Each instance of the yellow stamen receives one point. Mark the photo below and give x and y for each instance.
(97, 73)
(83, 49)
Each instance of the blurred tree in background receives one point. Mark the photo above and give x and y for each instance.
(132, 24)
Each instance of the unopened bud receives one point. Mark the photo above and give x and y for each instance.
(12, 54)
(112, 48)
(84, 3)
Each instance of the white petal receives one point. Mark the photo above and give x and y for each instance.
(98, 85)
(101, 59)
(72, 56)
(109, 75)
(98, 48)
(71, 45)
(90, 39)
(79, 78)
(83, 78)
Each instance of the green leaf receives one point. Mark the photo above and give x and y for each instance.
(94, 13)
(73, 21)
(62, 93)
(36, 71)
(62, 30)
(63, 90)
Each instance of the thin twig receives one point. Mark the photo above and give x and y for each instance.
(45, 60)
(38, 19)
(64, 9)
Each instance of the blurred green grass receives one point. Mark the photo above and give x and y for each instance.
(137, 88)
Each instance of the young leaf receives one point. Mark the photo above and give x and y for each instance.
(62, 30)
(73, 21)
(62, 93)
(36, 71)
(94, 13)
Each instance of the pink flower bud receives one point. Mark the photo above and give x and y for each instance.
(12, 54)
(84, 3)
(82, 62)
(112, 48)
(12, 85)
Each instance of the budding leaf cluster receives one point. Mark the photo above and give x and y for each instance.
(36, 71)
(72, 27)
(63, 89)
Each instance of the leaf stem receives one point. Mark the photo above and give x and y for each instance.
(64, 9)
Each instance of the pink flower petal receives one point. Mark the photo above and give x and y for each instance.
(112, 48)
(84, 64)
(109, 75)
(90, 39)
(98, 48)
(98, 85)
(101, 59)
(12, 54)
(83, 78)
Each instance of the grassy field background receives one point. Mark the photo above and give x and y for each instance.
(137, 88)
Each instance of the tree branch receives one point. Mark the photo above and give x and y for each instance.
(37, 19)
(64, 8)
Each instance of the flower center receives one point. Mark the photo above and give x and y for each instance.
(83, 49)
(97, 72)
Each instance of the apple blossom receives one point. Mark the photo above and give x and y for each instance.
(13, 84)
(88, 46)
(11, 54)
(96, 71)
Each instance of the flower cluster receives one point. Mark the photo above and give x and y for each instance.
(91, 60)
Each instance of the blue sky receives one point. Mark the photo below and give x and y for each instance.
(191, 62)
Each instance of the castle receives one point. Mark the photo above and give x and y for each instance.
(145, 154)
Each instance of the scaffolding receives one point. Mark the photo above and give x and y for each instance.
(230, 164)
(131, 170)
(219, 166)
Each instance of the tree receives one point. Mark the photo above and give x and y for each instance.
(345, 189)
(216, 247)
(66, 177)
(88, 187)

• _The task_: Swap every occurrence of "instance" in the material above for "occurrence", and reproduce the material otherwise unchanged.

• _Output for this exercise_:
Each occurrence of the yellow stamen receives one point. Mark the photo below and give x and y for each occurrence.
(97, 73)
(83, 49)
Each occurrence of the blurred tree in background receives one point. Mark the photo above and give x and y for each occurrence.
(132, 24)
Each occurrence of the unopened bud receives one point. Mark the photo above and give x and y for each occurrence.
(12, 54)
(112, 48)
(84, 3)
Each occurrence of the white petal receives one point. Mark the photo above and give x and y for each occurrence.
(98, 85)
(101, 59)
(72, 56)
(109, 75)
(98, 48)
(71, 45)
(90, 39)
(79, 78)
(83, 78)
Each occurrence of the green leaf receives one point. Mark the photo above and give x and y for each occurrence.
(94, 13)
(73, 21)
(62, 93)
(36, 71)
(62, 30)
(63, 90)
Each occurrence of the thin twig receives one point. Mark the photo above and give x and y for each occurrence.
(45, 60)
(38, 19)
(64, 9)
Each occurrence of the blurred green grass receives one point. Mark the photo above and give x and y for each occurrence.
(137, 88)
Each occurrence of the young leaf receives one point. Mark the photo above and give x and y for each occurrence.
(62, 30)
(73, 21)
(62, 93)
(36, 71)
(94, 13)
Each occurrence of the pink flower bud receives one point. Mark the photo above and give x and y for each occurrence.
(12, 54)
(84, 3)
(82, 62)
(112, 48)
(12, 85)
Each occurrence of the budding leaf cluster receives one point. Mark the photo above and give x and y for each occurrence.
(36, 71)
(72, 27)
(63, 89)
Each occurrence of the leaf stem receives one point. Mark the photo above and give x and y for each occurrence.
(64, 9)
Each occurrence of the pink flower petal receives one point. Mark the photo above and give x and y for each occurrence.
(112, 48)
(84, 64)
(109, 75)
(90, 39)
(98, 48)
(98, 85)
(101, 59)
(12, 54)
(83, 78)
Each occurrence of the grassy field background receives one point. Mark the photo above and give x and y for each occurrence.
(137, 88)
Each occurrence of the tree branch receives one point. Mark the photo above and give x and y for each occurrence.
(37, 19)
(64, 8)
Each occurrence of the flower center receives one point. Mark the photo above and give x and y for each occurrence.
(83, 49)
(97, 72)
Each occurrence of the apple blossom receives one point. Mark the photo above and give x and y for each occurrence.
(13, 84)
(88, 46)
(11, 54)
(96, 71)
Each occurrence of the flower cluster receives one point. Mark the photo above and give x and y for each occurrence.
(91, 60)
Each occurrence of the blue sky receives one point. Mark the photo below and give x and y for each occurrence.
(191, 62)
Each occurrence of the castle receives one point. Mark the photo above and give x and y for each occurrence.
(145, 154)
Each occurrence of the scaffolding receives one point. Mark the photo above and give x and y for each occurrence.
(230, 164)
(131, 170)
(219, 166)
Each occurrence of the tree receives one point. Mark the photo above and give x and y for each occurrence.
(345, 189)
(216, 247)
(66, 177)
(88, 187)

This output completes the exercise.